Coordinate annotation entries
·····
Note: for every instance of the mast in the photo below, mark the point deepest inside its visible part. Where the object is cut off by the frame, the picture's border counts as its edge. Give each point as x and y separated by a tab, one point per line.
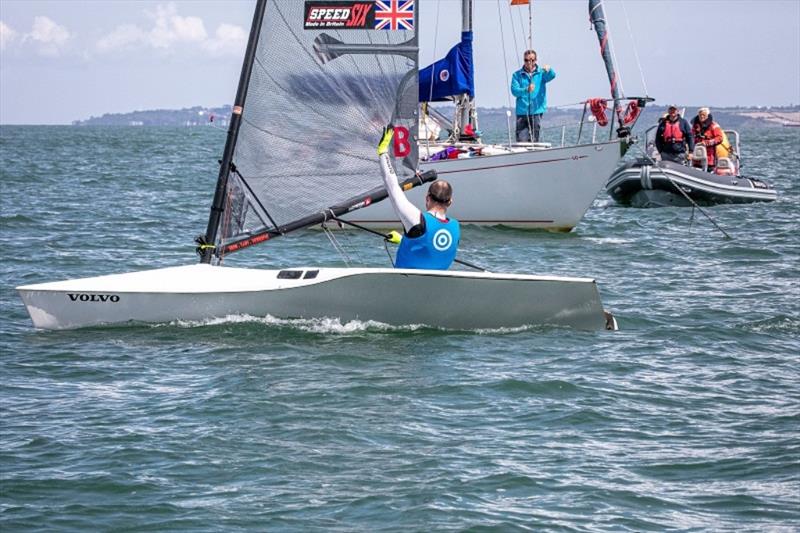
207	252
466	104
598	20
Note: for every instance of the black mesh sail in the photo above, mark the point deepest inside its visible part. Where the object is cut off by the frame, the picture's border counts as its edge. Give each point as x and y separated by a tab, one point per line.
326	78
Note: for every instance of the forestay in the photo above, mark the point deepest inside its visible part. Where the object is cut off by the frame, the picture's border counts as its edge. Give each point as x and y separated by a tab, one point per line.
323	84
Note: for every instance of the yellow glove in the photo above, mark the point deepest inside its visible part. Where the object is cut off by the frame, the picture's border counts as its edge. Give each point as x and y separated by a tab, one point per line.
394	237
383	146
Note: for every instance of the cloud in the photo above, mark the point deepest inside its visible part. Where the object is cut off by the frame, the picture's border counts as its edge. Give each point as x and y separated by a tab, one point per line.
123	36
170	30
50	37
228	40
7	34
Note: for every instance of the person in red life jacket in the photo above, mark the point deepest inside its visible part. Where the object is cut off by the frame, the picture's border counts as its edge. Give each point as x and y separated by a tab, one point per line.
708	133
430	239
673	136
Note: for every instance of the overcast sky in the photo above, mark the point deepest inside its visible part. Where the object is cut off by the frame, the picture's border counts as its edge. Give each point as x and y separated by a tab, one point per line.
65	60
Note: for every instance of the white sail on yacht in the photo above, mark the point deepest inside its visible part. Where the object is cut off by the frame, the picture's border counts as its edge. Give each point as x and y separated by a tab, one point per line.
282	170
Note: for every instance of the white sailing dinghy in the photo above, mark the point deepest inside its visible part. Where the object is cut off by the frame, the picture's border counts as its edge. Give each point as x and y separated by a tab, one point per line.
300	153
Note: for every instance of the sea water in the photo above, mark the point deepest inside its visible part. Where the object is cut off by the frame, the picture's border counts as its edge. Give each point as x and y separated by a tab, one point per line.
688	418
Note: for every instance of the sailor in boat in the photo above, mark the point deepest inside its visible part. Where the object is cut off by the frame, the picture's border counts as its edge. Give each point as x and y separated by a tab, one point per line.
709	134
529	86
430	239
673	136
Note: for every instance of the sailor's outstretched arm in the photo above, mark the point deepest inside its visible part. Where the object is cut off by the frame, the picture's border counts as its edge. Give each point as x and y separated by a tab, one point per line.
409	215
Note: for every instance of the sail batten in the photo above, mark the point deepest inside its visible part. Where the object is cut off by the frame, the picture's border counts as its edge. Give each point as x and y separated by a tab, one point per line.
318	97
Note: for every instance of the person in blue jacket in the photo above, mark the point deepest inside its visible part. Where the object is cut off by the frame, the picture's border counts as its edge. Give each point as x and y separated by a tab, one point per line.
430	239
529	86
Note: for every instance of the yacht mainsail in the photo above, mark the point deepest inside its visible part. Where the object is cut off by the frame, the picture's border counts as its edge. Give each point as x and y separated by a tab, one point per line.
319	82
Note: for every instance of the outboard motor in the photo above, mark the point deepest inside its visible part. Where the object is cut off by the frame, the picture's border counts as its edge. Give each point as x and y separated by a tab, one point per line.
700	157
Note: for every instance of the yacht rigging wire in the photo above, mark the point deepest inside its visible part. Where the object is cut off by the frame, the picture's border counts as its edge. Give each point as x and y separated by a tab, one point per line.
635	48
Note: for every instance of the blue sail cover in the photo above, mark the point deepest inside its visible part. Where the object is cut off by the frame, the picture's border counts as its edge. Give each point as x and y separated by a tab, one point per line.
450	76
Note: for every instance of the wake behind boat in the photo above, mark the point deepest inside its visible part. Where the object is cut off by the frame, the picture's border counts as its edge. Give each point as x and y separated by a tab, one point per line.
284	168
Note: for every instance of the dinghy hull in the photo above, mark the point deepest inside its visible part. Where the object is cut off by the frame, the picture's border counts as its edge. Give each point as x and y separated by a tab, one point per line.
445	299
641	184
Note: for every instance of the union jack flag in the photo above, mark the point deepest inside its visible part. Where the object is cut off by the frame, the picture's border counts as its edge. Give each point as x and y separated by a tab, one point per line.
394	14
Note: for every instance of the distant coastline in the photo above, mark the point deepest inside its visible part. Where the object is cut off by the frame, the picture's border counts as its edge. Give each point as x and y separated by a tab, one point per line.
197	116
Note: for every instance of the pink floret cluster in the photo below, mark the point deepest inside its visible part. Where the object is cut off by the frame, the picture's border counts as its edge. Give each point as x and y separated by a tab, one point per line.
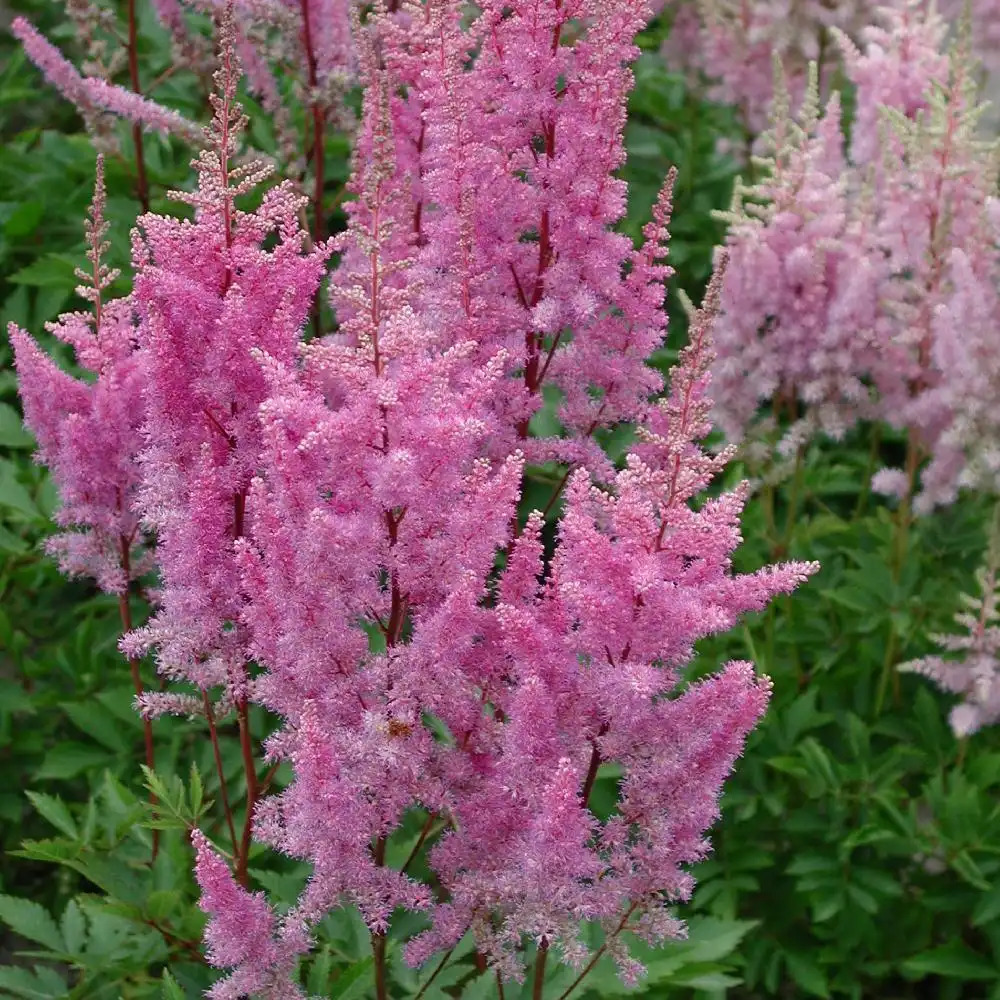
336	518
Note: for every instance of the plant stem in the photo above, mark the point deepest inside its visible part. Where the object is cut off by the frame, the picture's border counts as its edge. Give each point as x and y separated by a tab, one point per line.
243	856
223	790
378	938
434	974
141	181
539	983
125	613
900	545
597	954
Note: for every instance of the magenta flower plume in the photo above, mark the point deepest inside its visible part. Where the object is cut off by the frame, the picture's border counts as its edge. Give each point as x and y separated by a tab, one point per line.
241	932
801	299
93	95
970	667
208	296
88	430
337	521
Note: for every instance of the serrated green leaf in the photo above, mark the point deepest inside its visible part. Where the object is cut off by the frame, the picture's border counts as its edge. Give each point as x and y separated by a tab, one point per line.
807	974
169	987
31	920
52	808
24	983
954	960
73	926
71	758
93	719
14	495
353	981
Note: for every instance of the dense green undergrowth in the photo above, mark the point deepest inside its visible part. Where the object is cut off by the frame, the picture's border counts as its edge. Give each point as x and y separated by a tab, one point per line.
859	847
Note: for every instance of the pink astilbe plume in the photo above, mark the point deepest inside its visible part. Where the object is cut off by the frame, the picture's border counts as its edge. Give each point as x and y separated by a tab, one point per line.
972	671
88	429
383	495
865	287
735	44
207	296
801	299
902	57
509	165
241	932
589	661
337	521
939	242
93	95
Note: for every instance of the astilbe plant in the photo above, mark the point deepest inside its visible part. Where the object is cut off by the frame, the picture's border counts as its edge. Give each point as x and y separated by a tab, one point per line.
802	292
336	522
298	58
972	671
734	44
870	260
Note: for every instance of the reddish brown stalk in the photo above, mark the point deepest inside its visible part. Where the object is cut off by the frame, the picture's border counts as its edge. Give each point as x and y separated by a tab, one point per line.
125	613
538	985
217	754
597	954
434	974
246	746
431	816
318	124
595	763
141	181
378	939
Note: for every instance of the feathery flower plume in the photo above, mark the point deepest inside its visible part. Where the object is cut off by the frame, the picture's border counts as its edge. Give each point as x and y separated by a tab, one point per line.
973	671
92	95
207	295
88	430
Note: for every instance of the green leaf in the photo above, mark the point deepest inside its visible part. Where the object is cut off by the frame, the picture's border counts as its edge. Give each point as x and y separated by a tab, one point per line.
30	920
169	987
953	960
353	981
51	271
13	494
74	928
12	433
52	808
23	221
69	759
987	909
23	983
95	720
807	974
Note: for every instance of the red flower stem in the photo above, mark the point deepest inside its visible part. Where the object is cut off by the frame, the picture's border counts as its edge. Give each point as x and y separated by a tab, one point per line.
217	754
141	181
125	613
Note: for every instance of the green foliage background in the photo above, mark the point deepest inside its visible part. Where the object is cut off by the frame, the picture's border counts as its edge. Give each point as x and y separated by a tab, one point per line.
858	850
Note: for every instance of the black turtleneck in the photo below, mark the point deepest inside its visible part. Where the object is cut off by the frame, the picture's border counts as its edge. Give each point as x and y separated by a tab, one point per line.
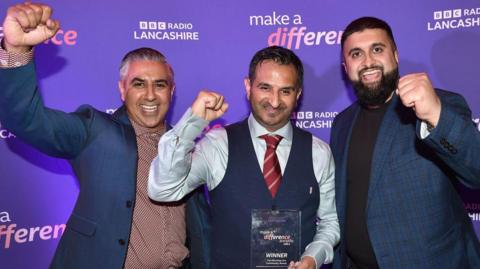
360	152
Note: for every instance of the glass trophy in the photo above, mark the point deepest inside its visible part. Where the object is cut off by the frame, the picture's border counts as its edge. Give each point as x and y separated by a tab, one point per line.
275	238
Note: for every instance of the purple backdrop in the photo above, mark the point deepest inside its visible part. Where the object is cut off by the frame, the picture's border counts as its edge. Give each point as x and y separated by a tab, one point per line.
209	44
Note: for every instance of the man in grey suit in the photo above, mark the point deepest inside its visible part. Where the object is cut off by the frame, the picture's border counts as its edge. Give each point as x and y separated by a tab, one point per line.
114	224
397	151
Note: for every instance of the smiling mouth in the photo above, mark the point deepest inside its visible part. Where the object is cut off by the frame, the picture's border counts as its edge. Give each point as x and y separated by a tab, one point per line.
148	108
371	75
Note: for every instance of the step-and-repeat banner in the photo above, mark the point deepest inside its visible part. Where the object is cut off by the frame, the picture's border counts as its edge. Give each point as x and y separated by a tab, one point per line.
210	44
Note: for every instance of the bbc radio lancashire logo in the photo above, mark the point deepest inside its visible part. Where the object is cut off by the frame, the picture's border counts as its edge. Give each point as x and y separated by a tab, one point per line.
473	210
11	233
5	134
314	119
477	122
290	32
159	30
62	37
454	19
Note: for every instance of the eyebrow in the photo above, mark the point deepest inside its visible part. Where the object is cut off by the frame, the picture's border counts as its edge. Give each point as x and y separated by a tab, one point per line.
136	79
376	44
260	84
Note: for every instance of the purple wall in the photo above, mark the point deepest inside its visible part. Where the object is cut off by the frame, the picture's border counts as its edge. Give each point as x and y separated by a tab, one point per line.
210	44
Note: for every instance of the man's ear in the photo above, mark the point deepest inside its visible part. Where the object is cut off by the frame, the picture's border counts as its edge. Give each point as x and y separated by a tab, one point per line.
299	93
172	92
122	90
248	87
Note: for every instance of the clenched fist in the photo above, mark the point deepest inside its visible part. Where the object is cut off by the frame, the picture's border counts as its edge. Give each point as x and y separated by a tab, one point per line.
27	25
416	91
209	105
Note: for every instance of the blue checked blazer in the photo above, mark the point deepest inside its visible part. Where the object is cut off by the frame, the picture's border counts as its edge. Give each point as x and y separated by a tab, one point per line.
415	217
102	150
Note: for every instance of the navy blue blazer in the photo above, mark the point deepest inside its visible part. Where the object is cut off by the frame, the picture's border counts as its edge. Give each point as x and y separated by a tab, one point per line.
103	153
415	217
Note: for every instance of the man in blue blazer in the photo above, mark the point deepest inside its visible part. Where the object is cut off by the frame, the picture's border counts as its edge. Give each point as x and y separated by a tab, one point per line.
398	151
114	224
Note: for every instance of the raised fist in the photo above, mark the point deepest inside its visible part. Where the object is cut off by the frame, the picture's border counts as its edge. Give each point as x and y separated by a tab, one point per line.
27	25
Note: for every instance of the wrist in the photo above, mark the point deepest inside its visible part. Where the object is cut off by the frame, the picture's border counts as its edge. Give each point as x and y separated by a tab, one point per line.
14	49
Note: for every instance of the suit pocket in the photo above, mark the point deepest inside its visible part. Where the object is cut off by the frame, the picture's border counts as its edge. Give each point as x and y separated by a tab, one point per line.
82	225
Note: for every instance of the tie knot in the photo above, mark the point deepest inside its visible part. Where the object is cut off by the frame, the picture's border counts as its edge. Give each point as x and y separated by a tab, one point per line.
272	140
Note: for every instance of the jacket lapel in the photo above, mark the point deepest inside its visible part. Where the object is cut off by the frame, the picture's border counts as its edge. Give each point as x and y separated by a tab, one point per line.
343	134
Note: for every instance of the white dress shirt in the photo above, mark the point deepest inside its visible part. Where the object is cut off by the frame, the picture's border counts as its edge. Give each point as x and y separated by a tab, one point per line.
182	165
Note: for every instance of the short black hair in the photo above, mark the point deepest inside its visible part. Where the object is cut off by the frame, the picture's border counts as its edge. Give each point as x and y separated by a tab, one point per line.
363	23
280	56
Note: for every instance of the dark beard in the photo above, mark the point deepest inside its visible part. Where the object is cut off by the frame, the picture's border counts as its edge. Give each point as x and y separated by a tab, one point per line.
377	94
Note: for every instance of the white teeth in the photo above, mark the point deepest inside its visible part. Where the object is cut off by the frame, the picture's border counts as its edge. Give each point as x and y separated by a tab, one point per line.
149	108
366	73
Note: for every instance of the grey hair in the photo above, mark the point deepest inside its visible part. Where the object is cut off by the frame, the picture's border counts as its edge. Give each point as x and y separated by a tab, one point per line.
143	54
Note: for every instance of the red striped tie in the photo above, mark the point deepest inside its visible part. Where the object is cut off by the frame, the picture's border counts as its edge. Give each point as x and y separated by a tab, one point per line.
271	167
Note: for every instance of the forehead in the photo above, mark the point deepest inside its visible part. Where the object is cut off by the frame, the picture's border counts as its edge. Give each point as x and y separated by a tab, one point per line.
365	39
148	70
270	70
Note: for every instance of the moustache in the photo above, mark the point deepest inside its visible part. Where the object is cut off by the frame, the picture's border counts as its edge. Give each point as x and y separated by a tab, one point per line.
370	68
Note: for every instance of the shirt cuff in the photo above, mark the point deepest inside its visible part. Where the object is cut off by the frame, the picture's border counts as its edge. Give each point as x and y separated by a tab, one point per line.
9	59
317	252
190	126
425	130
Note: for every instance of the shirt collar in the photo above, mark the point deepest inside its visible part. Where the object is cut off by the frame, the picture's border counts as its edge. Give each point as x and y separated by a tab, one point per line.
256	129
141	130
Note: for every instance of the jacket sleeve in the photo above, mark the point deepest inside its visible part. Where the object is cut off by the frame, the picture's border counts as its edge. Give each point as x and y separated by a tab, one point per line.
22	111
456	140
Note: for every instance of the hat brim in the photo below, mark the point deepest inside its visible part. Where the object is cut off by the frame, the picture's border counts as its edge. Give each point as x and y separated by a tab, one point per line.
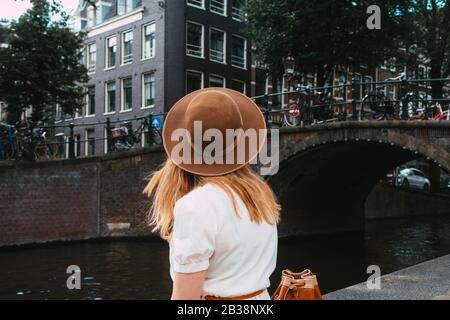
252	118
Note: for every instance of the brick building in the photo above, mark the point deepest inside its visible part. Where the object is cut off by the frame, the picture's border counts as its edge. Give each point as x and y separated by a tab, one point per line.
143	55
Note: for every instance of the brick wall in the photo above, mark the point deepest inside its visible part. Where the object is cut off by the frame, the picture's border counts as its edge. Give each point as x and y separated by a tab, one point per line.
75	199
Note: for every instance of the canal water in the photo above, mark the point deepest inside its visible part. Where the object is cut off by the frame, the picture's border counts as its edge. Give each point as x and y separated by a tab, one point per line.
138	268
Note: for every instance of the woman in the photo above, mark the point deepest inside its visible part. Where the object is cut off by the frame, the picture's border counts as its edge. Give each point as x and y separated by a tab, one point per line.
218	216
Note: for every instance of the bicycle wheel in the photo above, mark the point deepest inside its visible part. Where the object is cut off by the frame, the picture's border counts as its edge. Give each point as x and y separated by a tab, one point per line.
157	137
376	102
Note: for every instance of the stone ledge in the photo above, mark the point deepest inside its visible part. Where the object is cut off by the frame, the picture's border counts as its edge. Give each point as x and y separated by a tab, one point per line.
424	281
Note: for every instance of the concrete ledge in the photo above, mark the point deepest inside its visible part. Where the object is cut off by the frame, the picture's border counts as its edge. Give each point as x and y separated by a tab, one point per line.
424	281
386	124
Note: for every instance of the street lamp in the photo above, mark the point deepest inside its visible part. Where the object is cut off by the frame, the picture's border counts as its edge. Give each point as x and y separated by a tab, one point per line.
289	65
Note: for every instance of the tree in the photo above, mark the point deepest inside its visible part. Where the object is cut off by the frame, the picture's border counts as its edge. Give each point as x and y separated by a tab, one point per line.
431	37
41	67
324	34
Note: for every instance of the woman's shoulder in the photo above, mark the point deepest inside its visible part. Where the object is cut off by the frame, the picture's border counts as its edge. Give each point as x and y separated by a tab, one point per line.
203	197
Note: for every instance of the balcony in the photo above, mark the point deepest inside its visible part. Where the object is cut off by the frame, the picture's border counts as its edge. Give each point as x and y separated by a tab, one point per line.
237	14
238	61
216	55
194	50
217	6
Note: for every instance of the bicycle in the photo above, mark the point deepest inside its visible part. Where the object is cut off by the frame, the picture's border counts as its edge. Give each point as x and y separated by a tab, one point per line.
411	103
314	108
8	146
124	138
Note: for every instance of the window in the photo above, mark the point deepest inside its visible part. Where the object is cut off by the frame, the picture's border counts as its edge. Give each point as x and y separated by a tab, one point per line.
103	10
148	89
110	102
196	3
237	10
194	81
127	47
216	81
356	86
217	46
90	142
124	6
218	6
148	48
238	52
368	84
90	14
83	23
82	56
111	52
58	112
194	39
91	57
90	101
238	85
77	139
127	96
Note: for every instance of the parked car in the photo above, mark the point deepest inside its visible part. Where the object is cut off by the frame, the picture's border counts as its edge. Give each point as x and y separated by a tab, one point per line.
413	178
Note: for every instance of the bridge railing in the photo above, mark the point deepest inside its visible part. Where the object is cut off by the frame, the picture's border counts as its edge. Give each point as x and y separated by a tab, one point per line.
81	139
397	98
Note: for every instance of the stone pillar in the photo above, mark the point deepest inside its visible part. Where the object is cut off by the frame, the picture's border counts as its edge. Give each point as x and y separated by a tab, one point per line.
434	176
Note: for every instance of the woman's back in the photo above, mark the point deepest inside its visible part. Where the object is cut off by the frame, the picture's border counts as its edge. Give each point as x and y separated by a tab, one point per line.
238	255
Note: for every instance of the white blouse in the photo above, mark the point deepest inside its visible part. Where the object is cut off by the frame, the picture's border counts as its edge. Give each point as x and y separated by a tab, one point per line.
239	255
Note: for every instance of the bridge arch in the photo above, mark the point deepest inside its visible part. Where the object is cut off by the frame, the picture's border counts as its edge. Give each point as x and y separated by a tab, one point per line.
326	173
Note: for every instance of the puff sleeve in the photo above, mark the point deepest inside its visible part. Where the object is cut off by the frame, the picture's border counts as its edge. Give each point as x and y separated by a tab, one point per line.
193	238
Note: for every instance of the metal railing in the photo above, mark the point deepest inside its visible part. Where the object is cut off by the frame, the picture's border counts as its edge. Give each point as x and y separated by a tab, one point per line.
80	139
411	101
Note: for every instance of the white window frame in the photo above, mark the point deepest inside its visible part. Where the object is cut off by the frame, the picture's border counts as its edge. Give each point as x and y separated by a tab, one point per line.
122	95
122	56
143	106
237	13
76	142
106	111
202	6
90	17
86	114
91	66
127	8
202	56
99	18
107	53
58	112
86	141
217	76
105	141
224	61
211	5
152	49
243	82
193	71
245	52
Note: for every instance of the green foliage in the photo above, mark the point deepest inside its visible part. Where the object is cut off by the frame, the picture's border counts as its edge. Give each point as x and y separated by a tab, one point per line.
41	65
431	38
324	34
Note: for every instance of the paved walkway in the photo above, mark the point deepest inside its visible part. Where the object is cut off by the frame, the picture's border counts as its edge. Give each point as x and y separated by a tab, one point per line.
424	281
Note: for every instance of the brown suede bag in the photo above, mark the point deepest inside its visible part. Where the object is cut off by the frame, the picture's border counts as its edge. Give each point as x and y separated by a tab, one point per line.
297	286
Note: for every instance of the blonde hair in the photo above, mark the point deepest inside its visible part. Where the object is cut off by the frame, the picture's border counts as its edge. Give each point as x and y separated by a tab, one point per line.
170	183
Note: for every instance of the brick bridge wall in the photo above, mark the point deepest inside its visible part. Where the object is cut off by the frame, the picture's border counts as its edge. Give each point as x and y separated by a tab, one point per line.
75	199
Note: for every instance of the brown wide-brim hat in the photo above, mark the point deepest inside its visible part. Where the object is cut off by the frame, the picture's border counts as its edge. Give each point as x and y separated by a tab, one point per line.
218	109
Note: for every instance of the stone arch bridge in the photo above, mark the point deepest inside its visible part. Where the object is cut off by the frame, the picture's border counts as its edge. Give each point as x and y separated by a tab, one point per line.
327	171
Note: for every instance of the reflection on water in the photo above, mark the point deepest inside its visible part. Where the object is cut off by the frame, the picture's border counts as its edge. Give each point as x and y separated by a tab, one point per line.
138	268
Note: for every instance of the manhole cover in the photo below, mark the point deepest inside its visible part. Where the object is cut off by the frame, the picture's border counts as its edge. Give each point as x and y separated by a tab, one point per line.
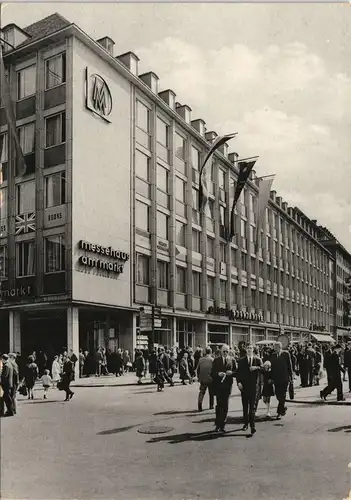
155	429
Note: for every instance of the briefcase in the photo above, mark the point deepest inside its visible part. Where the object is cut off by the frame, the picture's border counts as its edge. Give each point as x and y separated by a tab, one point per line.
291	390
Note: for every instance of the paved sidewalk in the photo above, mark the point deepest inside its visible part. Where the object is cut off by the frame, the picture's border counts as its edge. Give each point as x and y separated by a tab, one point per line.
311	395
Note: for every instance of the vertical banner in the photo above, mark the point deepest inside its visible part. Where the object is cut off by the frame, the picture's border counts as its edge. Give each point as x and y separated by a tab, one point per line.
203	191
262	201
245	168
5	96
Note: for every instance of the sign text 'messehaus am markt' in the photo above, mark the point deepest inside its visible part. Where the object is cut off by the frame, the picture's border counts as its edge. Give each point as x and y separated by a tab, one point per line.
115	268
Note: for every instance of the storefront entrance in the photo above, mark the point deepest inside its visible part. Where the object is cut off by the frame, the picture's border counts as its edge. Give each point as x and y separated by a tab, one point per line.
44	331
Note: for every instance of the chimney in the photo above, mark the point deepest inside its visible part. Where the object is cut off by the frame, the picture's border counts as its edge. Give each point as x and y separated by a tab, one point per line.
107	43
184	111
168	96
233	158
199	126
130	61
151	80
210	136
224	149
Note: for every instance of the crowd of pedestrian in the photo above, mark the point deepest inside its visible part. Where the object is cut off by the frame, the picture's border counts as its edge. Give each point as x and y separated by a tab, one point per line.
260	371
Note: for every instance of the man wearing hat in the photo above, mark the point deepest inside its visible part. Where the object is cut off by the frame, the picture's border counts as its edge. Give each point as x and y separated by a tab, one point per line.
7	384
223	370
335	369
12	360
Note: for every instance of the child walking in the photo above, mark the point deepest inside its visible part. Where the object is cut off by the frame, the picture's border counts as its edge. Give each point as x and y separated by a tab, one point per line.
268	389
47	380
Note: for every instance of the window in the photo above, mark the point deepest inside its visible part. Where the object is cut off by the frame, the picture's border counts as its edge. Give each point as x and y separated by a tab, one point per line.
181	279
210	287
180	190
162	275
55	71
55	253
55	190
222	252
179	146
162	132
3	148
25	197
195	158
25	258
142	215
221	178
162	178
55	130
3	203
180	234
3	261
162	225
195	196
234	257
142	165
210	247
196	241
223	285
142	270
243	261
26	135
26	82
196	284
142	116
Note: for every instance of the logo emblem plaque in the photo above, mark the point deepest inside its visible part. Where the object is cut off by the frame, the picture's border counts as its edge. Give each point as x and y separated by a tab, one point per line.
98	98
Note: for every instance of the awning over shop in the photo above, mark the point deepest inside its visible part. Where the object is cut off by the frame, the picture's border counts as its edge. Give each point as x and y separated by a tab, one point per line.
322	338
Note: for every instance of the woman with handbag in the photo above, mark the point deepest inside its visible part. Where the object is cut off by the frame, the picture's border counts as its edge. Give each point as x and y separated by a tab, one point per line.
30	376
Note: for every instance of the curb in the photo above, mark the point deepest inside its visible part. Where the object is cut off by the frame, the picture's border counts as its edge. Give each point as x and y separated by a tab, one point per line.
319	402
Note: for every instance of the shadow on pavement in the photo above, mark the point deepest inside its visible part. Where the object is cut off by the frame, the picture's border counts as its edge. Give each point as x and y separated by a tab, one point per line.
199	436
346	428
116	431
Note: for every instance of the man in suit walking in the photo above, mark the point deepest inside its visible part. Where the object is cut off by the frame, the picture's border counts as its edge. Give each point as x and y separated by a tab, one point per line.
·····
→ **Required task**: Write out again, unchanged, every line from the line containing "Note: for every instance of the awning" to the final line of the material above.

→ **Output for this task**:
Note: for every instance of the awning over shop in the photo above, mark the point deepest inside its visible part. Where the object is cut off by the frame, the picture's border counts as its edge. Give each point as x and y separated by a tab, one point per line.
322	338
Note: for every instance of the woman with handbag in the photo above, mark the point deepest inside its visible part. Where the object is cut off by the frame, the picture's border counts as its edge. Give each point as x and y separated by a tab, one point per line.
30	376
Note: for every instance of the curb in the photo above, mark the point deepest inside its visible part. Where the object is cut off by the frame, the picture's border counts as its edge. Give each point as x and y separated by a tab, one point per line.
319	402
Note: for every instance of the shadow on pavement in the photo above, mark the point deepest inside its visible part. Where the object is cut off by the frame, the picture's border counts as its edge. Give each point as x and y separated by a tab, one point per line.
199	436
346	428
116	431
Note: for every instance of the man in suit walking in the photo above, mark the point deepest inside its visible part. Where the object is cut off by the frame, the picture's border counts as its edge. Give each point as x and y separated by a tab, one point per line.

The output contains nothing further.